§ **TASK BRIEF**
Hunt through the entries for the word "flower" and copy each line in which it appears.

[Natural language region descriptions]

━━━

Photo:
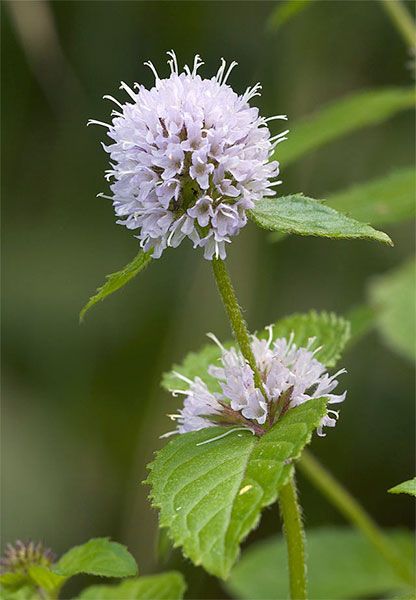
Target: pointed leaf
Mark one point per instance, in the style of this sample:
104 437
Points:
331 331
210 496
115 281
100 557
341 564
166 586
381 201
393 296
305 216
407 487
341 117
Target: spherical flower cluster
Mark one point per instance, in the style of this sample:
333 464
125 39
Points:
290 376
189 157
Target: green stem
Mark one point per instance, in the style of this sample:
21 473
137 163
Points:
403 20
238 324
295 539
354 512
287 496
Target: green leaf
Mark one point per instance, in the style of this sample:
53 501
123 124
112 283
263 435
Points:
383 201
331 332
45 578
14 580
305 216
210 495
100 557
22 593
342 564
285 11
115 281
407 487
342 117
166 586
393 296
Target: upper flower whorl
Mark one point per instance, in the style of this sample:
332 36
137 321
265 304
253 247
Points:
189 157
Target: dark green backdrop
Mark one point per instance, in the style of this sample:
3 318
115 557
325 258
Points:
82 404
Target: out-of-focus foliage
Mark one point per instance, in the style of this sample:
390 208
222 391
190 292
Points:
389 199
115 281
341 564
393 297
285 11
82 406
407 487
99 557
343 117
166 586
210 492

━━━

§ **ANSWER SECTION**
Target: spherical flower cluster
Target: upper flower whorl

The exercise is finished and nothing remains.